#### EXTRACTED RECORDS:
=-=-=-=-=

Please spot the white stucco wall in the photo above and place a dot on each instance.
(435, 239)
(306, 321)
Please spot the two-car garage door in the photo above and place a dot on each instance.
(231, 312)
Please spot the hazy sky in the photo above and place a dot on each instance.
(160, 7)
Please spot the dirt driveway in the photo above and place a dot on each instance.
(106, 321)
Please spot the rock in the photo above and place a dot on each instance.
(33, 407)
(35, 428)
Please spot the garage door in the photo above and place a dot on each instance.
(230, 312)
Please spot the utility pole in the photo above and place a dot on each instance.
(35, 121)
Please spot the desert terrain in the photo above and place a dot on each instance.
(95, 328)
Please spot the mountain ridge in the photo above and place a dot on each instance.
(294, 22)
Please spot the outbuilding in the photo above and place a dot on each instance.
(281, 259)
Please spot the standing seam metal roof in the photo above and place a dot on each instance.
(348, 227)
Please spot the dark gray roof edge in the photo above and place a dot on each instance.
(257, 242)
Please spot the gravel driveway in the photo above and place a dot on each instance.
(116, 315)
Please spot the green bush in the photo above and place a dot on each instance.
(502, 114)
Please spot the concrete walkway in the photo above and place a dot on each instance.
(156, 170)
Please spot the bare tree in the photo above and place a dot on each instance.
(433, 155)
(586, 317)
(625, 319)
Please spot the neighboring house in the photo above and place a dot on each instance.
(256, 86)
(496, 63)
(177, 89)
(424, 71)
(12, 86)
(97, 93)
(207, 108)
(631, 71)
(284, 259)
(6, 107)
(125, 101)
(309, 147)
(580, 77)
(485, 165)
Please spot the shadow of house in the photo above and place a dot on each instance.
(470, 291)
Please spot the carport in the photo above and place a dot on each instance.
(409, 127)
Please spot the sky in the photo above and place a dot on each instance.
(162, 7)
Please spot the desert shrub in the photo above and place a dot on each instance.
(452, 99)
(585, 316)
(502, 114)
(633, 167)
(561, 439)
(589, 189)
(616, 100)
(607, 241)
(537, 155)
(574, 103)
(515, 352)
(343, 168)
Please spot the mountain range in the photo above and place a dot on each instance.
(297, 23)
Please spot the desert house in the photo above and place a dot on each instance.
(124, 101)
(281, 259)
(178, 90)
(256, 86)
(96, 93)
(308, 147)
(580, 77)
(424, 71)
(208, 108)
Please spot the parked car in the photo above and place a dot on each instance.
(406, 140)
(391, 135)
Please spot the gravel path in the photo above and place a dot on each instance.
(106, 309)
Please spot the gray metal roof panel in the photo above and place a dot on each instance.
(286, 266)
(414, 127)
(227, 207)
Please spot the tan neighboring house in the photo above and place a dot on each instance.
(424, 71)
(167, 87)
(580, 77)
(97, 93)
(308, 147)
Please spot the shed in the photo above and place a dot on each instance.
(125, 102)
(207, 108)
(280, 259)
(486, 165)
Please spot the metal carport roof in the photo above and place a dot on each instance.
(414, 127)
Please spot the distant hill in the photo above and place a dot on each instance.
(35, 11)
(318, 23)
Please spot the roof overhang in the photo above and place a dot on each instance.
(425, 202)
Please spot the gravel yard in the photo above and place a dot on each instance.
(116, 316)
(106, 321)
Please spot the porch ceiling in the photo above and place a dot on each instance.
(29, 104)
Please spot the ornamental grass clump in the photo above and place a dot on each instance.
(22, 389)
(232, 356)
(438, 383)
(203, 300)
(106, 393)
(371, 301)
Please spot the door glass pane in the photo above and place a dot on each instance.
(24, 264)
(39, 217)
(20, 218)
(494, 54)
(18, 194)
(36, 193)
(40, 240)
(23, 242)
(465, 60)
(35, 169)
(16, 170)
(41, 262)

=-=-=-=-=

#### YOUR ASSIGNMENT:
Find "Please spot the porch" in the entries above, then repeat its line and all lines after it exactly, down to the last line.

#### RESPONSE BOX:
Please spot the porch ceiling in the photo above and place a dot on each instance.
(29, 104)
Please spot the ornamental grass clump in the photo above and place a dot on each instance.
(22, 389)
(232, 356)
(438, 383)
(203, 300)
(106, 393)
(371, 301)
Please spot the door glass pane in the photo above and place a dot on each instance.
(24, 264)
(39, 217)
(20, 218)
(494, 54)
(18, 194)
(36, 193)
(40, 240)
(23, 242)
(465, 60)
(35, 169)
(16, 170)
(41, 262)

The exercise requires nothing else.